▶ **TASK OBJECTIVE**
Could you print every record below exactly as it appears?
※ ※ ※
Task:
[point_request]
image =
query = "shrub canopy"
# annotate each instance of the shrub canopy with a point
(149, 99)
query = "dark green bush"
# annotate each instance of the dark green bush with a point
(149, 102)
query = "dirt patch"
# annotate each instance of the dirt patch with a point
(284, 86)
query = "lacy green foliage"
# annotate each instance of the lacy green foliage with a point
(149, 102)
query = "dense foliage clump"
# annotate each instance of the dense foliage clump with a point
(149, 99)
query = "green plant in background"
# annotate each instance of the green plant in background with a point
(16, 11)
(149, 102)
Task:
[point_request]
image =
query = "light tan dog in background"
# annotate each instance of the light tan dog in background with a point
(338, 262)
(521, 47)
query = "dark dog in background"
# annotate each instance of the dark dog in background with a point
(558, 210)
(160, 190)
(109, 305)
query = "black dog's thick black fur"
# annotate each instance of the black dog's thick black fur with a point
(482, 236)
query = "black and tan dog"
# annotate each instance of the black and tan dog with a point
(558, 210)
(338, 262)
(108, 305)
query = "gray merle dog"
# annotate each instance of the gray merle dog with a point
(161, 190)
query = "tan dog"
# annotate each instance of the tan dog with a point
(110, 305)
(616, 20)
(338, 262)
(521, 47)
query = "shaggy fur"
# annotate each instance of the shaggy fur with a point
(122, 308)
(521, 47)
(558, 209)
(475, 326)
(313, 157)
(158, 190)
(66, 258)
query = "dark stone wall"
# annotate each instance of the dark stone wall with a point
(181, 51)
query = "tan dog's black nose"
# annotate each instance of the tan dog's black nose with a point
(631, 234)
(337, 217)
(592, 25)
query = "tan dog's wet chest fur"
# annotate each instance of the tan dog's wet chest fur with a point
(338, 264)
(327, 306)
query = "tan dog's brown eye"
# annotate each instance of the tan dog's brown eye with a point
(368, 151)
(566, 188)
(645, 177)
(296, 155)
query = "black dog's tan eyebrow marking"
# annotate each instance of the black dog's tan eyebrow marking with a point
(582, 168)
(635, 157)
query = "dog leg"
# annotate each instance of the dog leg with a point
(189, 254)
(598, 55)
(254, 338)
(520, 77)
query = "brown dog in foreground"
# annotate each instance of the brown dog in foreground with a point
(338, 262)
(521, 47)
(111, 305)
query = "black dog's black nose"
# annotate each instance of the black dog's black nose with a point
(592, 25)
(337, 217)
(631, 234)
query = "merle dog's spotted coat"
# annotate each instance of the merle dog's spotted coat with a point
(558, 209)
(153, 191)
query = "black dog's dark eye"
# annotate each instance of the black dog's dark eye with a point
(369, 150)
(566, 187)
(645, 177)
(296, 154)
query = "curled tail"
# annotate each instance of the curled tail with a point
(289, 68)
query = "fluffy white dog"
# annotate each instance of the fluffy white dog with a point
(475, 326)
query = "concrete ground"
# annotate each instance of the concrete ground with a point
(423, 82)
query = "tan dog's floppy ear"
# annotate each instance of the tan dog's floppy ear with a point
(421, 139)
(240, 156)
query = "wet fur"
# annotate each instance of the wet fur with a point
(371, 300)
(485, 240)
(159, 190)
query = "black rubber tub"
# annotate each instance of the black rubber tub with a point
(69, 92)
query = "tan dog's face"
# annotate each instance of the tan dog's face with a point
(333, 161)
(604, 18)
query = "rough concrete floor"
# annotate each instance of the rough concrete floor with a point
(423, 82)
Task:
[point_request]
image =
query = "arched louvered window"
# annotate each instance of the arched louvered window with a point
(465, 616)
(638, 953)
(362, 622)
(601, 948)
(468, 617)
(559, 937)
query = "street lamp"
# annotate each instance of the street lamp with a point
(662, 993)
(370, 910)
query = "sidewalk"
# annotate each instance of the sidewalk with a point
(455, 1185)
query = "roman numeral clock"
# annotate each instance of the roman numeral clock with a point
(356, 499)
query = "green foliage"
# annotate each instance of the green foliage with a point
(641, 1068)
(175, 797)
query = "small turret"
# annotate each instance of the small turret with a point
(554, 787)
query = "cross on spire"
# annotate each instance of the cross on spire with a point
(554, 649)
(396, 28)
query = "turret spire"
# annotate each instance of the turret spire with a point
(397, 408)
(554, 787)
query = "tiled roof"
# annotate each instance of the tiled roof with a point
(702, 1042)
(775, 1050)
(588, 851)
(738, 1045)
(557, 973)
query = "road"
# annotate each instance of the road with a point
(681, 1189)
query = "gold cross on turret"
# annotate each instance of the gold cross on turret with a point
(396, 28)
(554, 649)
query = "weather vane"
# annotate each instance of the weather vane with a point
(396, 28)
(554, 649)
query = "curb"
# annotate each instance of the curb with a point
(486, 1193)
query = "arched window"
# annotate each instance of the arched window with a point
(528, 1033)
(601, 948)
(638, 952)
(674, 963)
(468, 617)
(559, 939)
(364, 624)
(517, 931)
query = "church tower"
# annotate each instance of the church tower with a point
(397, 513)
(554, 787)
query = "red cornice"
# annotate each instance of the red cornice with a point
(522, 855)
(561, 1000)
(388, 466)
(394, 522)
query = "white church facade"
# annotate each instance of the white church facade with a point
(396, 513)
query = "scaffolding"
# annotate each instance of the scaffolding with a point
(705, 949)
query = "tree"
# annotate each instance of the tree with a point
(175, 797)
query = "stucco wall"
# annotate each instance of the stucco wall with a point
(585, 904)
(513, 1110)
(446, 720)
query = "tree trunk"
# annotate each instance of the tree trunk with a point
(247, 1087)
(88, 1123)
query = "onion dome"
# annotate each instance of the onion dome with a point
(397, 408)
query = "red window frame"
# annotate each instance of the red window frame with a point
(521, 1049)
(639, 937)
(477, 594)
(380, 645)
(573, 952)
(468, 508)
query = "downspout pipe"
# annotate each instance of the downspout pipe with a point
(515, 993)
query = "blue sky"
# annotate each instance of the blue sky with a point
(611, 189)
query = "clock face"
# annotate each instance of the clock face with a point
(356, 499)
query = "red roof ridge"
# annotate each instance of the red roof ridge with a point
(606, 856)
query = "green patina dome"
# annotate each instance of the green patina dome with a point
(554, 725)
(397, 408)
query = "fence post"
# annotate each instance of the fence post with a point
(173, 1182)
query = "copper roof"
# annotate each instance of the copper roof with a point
※ ※ ※
▶ **SOLUTION**
Task:
[point_request]
image =
query = "shrub canopy"
# annotate each instance of the shrub canopy with a point
(149, 99)
query = "dark green bush"
# annotate each instance of the dark green bush with a point
(149, 102)
query = "dirt patch"
# annotate each instance of the dirt patch with a point
(284, 86)
query = "lacy green foliage"
# annotate each instance of the lacy green foliage with a point
(149, 102)
query = "dense foliage clump"
# annotate each instance of the dense foliage clump with a point
(149, 99)
query = "green plant in background"
# annotate each instance of the green plant in background with a point
(16, 11)
(149, 102)
Task:
[point_request]
image =
query = "light tan dog in background"
# annotate each instance of the light tan dog in background with a point
(338, 262)
(521, 47)
query = "dark dog in background"
# annotate each instance of the dark dog in background with a point
(558, 210)
(160, 190)
(109, 305)
query = "black dog's thick black fur"
# annotate each instance of the black dog's thick black fur with a point
(482, 236)
query = "black and tan dog"
# annotate each instance of the black and tan dog with a point
(558, 210)
(338, 262)
(108, 305)
query = "gray merle dog"
# annotate each instance of the gray merle dog with a point
(161, 190)
query = "tan dog"
# annotate each instance of the tan dog with a point
(110, 305)
(616, 20)
(338, 262)
(521, 47)
query = "shaggy fur"
# annotate each instance of the shaggy fur with a point
(122, 308)
(521, 47)
(558, 209)
(475, 326)
(313, 157)
(158, 190)
(66, 258)
query = "dark stone wall"
# annotate each instance of the dark stone wall with a point
(181, 51)
query = "tan dog's black nose"
# annotate each instance of the tan dog's black nose with a point
(631, 234)
(337, 217)
(592, 25)
query = "tan dog's wet chest fur"
# annotate each instance of the tan dog's wet chest fur with a point
(338, 264)
(327, 306)
query = "tan dog's brown eye"
# annotate each instance of the tan dog's brown eye with a point
(368, 151)
(566, 188)
(645, 177)
(296, 155)
query = "black dog's tan eyebrow marking"
# annotate each instance of the black dog's tan eyebrow marking with a point
(582, 168)
(635, 157)
query = "dog leg"
# annotate each instance of the dog leg with a point
(189, 254)
(598, 55)
(254, 338)
(520, 77)
query = "brown dog in foreground"
# annotate each instance of the brown dog in foreground with a point
(338, 262)
(521, 47)
(111, 305)
query = "black dog's black nose"
# annotate each instance of the black dog's black nose with a point
(592, 25)
(337, 217)
(631, 234)
query = "merle dog's spotted coat"
# annotate each instance of the merle dog's spotted coat with a point
(558, 209)
(153, 191)
query = "black dog's dark eye"
# annotate each instance of the black dog's dark eye with a point
(369, 150)
(566, 187)
(645, 177)
(296, 154)
query = "curled tail"
# annotate each instance of the curled tail with a point
(289, 68)
query = "fluffy white dog"
# annotate each instance of the fluffy white dog with a point
(475, 326)
query = "concrete ground"
# annotate each instance of the concrete ground with a point
(423, 82)
query = "tan dog's floppy ear"
# annotate each instance of the tan dog's floppy ear with a point
(421, 139)
(240, 156)
query = "wet fur"
# annotate each instance of the wet fur with a point
(371, 300)
(485, 240)
(159, 190)
query = "black rubber tub"
# annotate each instance of the black rubber tub with a point
(69, 92)
query = "tan dog's face"
# annotate each instance of the tan dog's face with a point
(333, 161)
(604, 18)
query = "rough concrete floor"
# annotate each instance of the rough concrete floor with a point
(423, 82)
Task:
[point_request]
image =
query = "arched louvered window"
# annotate each instance of the arched louvered window with a point
(465, 616)
(638, 953)
(362, 622)
(601, 948)
(468, 617)
(559, 937)
query = "street lamp"
# annotate each instance of the street lamp with a point
(662, 993)
(370, 910)
query = "sidewalk"
# annotate each instance of the sidewalk with a point
(455, 1185)
query = "roman numeral clock"
# annotate each instance of the roman numeral clock with a point
(356, 499)
query = "green foliage"
# annotate each instance of the green foliage with a point
(641, 1068)
(175, 797)
query = "small turret"
# annotate each instance of the small turret with a point
(554, 787)
query = "cross on spire"
# annotate each instance of the cross on spire with a point
(554, 649)
(396, 28)
query = "turret spire"
# annotate each instance of the turret spire with a point
(397, 408)
(554, 787)
query = "tiled roof"
# annotate each instance of the tiled roof with a point
(702, 1042)
(775, 1050)
(588, 851)
(738, 1045)
(557, 973)
query = "road"
# annotate each instance of the road with a point
(681, 1189)
query = "gold cross on turret"
# annotate each instance of the gold cross on turret with a point
(396, 28)
(554, 649)
query = "weather vane"
# annotate each instance of the weather vane with a point
(396, 28)
(554, 649)
query = "curb"
# annotate each instance of the curb with a point
(486, 1193)
query = "arched window"
# annotate each instance of the arched window with a point
(528, 1033)
(601, 948)
(638, 952)
(674, 963)
(468, 617)
(559, 939)
(364, 624)
(517, 931)
query = "church tower"
# annotate each instance of the church tower with a point
(397, 513)
(554, 787)
query = "red cornice"
# annotate each instance of the red cornice with a point
(522, 855)
(561, 1000)
(388, 466)
(394, 522)
query = "white church facade"
# annotate each instance of the white church facade with a point
(396, 513)
query = "scaffolding"
# annotate each instance of the scaffolding with a point
(705, 949)
query = "tree"
# annotate each instance of the tree with a point
(175, 797)
query = "stucco wall"
# annotate each instance of the stucco wall with a point
(585, 904)
(513, 1110)
(446, 720)
query = "tree trunk"
# annotate each instance of the tree trunk with a point
(247, 1087)
(88, 1123)
query = "onion dome"
# annotate each instance of the onion dome with a point
(397, 408)
query = "red window frame"
# annotate each instance of the red window frame with a point
(521, 1049)
(639, 937)
(477, 594)
(380, 645)
(573, 952)
(468, 508)
query = "downspout pipe"
# annotate each instance of the downspout pipe with a point
(515, 993)
query = "blue sky"
# annotate each instance of the blue sky with a point
(611, 189)
query = "clock face"
# annotate each instance of the clock face with a point
(356, 499)
query = "red roof ridge"
# annotate each instance of the red roof ridge with a point
(606, 856)
query = "green patina dome"
# annotate each instance of the green patina dome with a point
(554, 725)
(397, 408)
query = "fence post"
# annotate each instance of the fence post with a point
(173, 1182)
query = "copper roof"
# annotate each instance of the copper roof with a point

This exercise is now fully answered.